>> Begin Data for the task
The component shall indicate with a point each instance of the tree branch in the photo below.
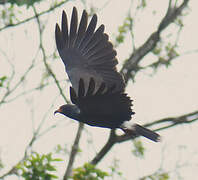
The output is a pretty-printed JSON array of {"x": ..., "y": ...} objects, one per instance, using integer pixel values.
[
  {"x": 131, "y": 67},
  {"x": 165, "y": 124},
  {"x": 74, "y": 152}
]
>> End Data for the task
[Request]:
Lay out every line of the records above as a numbered list, skipping any blank lines. Leave the pictures out.

[Response to this task]:
1. The component shall indicate with a point each instance of the tree branch in the photo below.
2. The output is a pretty-printed JSON array of {"x": ..., "y": ...} objects, one per instance, using integer pixel values.
3. [
4.   {"x": 131, "y": 67},
5.   {"x": 165, "y": 124},
6.   {"x": 74, "y": 152}
7. ]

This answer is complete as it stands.